**Short exercise**
Every record here should be printed again exactly.

[Object pointing dataset rows]

--- BEGIN ---

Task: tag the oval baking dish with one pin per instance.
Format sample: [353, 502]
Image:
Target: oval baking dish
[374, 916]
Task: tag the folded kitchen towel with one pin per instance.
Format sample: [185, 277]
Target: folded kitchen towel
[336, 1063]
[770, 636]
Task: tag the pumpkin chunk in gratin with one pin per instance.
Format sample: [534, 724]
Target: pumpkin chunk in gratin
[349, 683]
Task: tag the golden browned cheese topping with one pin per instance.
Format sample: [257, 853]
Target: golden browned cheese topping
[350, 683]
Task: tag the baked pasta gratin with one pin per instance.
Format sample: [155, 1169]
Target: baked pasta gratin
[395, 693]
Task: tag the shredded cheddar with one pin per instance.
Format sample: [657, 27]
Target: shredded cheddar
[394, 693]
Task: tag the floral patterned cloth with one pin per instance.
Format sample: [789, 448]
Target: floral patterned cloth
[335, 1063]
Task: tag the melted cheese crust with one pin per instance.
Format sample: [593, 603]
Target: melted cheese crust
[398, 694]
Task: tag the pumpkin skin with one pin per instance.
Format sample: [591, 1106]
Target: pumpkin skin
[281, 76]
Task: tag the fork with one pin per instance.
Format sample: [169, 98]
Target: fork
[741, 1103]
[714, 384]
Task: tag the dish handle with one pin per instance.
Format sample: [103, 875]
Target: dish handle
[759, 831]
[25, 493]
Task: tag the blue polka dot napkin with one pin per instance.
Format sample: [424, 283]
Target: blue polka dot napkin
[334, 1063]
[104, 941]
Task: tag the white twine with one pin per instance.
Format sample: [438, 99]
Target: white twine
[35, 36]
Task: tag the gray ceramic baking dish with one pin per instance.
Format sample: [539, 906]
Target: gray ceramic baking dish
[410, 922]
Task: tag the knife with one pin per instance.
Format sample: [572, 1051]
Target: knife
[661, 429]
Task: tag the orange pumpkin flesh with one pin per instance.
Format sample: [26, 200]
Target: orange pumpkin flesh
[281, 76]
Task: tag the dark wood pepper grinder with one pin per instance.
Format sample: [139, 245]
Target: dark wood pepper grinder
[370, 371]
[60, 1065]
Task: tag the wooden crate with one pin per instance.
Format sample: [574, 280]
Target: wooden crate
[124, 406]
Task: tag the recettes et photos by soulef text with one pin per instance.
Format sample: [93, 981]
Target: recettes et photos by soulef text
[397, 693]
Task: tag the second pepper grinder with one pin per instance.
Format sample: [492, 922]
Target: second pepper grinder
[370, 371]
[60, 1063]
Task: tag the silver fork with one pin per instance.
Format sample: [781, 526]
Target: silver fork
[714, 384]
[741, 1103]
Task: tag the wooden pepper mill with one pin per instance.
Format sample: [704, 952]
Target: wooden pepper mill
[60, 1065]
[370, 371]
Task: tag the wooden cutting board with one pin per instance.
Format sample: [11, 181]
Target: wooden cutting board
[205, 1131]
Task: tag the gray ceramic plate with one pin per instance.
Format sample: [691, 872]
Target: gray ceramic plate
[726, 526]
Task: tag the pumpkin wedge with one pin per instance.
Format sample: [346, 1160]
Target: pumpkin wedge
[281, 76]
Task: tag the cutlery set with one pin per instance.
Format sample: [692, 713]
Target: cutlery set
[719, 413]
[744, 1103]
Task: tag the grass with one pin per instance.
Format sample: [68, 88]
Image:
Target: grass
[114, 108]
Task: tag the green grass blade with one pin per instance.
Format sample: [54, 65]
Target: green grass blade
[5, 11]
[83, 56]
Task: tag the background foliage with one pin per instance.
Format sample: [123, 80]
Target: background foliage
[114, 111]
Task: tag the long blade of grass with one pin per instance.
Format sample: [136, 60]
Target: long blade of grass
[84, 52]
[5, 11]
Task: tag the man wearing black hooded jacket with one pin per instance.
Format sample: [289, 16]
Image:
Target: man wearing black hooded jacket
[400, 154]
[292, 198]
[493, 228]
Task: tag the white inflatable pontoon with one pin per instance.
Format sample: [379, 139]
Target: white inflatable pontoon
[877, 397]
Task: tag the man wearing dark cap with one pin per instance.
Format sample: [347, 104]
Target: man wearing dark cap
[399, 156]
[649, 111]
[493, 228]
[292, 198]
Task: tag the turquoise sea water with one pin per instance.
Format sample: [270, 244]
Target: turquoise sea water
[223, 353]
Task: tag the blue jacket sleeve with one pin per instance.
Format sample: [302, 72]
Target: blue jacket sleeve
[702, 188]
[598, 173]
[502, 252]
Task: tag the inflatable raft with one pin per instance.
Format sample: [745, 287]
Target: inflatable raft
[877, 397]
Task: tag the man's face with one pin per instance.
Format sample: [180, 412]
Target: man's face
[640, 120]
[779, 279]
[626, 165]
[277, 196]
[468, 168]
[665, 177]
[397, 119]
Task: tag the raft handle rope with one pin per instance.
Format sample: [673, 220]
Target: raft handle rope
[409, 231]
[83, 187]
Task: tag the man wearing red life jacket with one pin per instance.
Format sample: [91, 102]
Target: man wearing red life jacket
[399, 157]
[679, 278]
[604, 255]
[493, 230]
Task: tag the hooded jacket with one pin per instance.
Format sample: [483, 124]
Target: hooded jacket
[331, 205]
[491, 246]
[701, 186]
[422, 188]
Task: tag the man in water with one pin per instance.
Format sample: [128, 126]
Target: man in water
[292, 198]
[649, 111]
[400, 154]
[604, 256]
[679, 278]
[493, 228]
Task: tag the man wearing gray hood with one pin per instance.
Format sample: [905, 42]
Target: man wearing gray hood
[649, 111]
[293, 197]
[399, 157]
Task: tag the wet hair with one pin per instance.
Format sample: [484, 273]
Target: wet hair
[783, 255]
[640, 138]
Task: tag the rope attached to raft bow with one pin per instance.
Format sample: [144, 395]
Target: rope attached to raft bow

--- END ---

**Result of the exercise**
Task: tag the oval baking dish with one pin per instance.
Format sample: [353, 502]
Image:
Target: oval baking dish
[374, 916]
Task: tag the folded kitchen towel with one pin per instance.
Format sample: [185, 277]
Target: folded kitchen towel
[336, 1063]
[770, 636]
Task: tag the pumpkin chunk in gratin with one pin per instance.
Format sample: [534, 724]
Target: pumpkin chunk in gratin
[349, 683]
Task: tag the golden browned cheese topping with one pin per instance.
Format sample: [257, 853]
Target: golden browned cheese topping
[350, 683]
Task: tag the baked pasta gratin with one pin per instance.
Format sample: [155, 1169]
Target: baked pasta gratin
[395, 693]
Task: tag the shredded cheddar with one pin per instance.
Format sample: [657, 27]
Target: shredded cheddar
[394, 693]
Task: tag the floral patterned cloth with one pin per instance.
Format sample: [789, 448]
Target: floral patterned cloth
[335, 1063]
Task: tag the melted cheese crust with one pin per instance.
Format sample: [593, 603]
Target: melted cheese crust
[398, 694]
Task: tag the pumpkin skin with one pin per instance.
Format sample: [591, 1106]
Target: pumpkin skin
[281, 76]
Task: tag the fork with one pin per instance.
Format sample: [169, 98]
Target: fork
[741, 1103]
[714, 384]
Task: tag the dish handle with one pin per instance.
Format sample: [103, 875]
Target: dish handle
[759, 831]
[25, 493]
Task: tag the blue polka dot napkin with one pin per instance.
Format sample: [424, 283]
Target: blue polka dot napkin
[334, 1063]
[104, 941]
Task: tag the white twine with one pin per instance.
Format sample: [438, 99]
Target: white twine
[35, 36]
Task: tag the gray ceramic baking dish with one pin per instance.
Format sample: [539, 906]
Target: gray ceramic baking dish
[410, 922]
Task: tag the knife with one pin per instance.
Format sample: [572, 1051]
Target: knife
[661, 429]
Task: tag the orange pumpkin flesh with one pin per instance.
Format sample: [26, 200]
Target: orange pumpkin flesh
[281, 76]
Task: tag the dark wood pepper grinder with one pin per instance.
Format sample: [139, 245]
Target: dark wood pepper grinder
[370, 371]
[60, 1065]
Task: tag the wooden crate with one pin per instance.
Format sample: [574, 280]
Target: wooden crate
[124, 406]
Task: tag the recettes et photos by soulef text with one pin per instance.
Format sample: [93, 981]
Target: recettes et photos by soulef text
[397, 693]
Task: tag the second pepper grinder with one pin per instance.
Format sample: [492, 922]
Target: second pepper grinder
[370, 371]
[60, 1063]
Task: tag the silver fork with one pin per instance.
Format sample: [781, 526]
Target: silver fork
[714, 384]
[741, 1103]
Task: tag the wooden pepper mill with one pin per instance.
Format sample: [704, 952]
Target: wooden pepper mill
[60, 1065]
[370, 371]
Task: tag the wooden cutting board with one pin per instance.
Format sample: [11, 181]
Target: wooden cutting board
[205, 1131]
Task: tag the gray ceramic plate with one pin per instance.
Format sample: [691, 872]
Target: gray ceramic plate
[726, 526]
Task: tag the pumpkin wedge with one pin per instance.
Format sample: [346, 1160]
Target: pumpkin wedge
[281, 76]
Task: tag the cutlery set with one pin per instance.
Format sample: [692, 713]
Target: cutlery set
[719, 413]
[744, 1103]
Task: tag the grass with one pin per instance.
Format sample: [68, 88]
Image:
Target: grass
[114, 108]
Task: tag the green grass blade with one pin per instance.
Format sample: [54, 65]
Target: green grass blade
[5, 11]
[83, 56]
Task: tag the background foliage with one pin per instance.
Format sample: [123, 80]
Target: background foliage
[114, 111]
Task: tag the long blade of grass with one pin per instance.
Format sample: [136, 60]
Target: long blade of grass
[84, 52]
[5, 11]
Task: tag the man wearing black hooded jacket with one pin per instance.
Format sample: [289, 16]
Image:
Target: man wearing black hooded jacket
[400, 154]
[292, 198]
[493, 228]
Task: tag the white inflatable pontoon with one pin per instance.
Format sample: [379, 139]
Target: white inflatable pontoon
[877, 397]
Task: tag the man wearing dark cap with one pin per instance.
Format sample: [347, 104]
Target: man wearing dark cap
[399, 156]
[649, 111]
[493, 228]
[292, 198]
Task: tag the turquoise sea water with one pin per instance.
Format sample: [270, 244]
Target: turquoise sea water
[223, 353]
Task: tag the blue jacket sleeve with one pin per instance.
Format sample: [302, 72]
Target: blue jacket sleeve
[702, 188]
[598, 173]
[502, 252]
Task: tag the inflatable raft with one pin per instance.
Format sample: [745, 287]
Target: inflatable raft
[877, 397]
Task: tag the man's face with one pin per instance.
Format sample: [180, 412]
Target: man's face
[640, 120]
[779, 279]
[626, 165]
[277, 196]
[468, 168]
[665, 177]
[397, 119]
Task: tag the raft handle rope with one pin per instance.
Format sample: [673, 220]
Target: raft handle rope
[409, 231]
[83, 187]
Task: tag the man wearing red life jacket with one pin per instance.
Format sample: [91, 102]
Target: man wearing red life jacket
[399, 157]
[679, 278]
[604, 255]
[493, 230]
Task: tag the hooded jacket with one pin per instance.
Format sample: [483, 124]
Target: hooded jacket
[331, 205]
[491, 246]
[701, 186]
[422, 188]
Task: tag the man in water with one pin per instance.
Format sample: [128, 126]
Target: man in water
[292, 198]
[649, 111]
[400, 154]
[604, 256]
[679, 278]
[493, 228]
Task: tag the man wearing gray hood with one pin per instance.
Format sample: [905, 42]
Target: man wearing gray hood
[649, 111]
[293, 197]
[399, 157]
Task: tag the wet hair with one pin per instance.
Format sample: [484, 273]
Target: wet hair
[783, 255]
[640, 138]
Task: tag the rope attached to raft bow with one pin per instance.
Format sample: [144, 395]
Target: rope attached to raft bow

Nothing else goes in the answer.